→ **JOB**
Rescale the box coordinates in the answers by 1.45, rounding to whole numbers with halves going up. Write out every line from the one containing "obj: bar stool backrest => bbox" through the end of the records, requests included, and return only those lines.
━━━━━ DATA EXCERPTS ━━━━━
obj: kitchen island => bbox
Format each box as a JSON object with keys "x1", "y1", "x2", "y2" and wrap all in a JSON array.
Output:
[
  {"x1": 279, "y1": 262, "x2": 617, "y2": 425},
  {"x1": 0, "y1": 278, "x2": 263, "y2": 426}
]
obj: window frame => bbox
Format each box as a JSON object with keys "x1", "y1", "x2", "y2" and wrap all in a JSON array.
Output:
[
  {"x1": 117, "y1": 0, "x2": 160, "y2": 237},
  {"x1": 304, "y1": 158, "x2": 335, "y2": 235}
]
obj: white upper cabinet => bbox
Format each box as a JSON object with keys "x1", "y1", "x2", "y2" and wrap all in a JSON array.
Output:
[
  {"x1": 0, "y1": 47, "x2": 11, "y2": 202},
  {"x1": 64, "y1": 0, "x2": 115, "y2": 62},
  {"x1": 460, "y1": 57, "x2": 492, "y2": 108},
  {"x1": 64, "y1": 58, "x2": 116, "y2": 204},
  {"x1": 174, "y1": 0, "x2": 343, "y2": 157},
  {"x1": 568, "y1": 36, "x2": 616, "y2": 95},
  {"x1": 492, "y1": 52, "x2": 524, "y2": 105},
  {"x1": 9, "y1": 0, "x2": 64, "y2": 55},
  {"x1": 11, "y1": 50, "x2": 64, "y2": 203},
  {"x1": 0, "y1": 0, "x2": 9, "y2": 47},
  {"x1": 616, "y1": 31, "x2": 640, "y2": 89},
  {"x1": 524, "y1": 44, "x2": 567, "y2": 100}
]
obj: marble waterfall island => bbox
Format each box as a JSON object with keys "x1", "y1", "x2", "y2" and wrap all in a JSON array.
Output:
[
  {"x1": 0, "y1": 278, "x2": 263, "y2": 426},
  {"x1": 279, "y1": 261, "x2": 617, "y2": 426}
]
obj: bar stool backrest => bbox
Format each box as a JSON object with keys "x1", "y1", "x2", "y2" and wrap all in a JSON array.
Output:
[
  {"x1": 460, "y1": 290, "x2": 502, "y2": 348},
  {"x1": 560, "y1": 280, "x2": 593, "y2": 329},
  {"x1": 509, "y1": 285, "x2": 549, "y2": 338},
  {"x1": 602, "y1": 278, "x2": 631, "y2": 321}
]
━━━━━
→ **TASK ANSWER**
obj: bar stool backrest => bbox
Format each box as a JSON object with keys "x1", "y1", "x2", "y2" and wrap all in a JSON array.
Output:
[
  {"x1": 667, "y1": 421, "x2": 728, "y2": 505},
  {"x1": 812, "y1": 406, "x2": 860, "y2": 477},
  {"x1": 738, "y1": 413, "x2": 796, "y2": 490},
  {"x1": 873, "y1": 403, "x2": 915, "y2": 465}
]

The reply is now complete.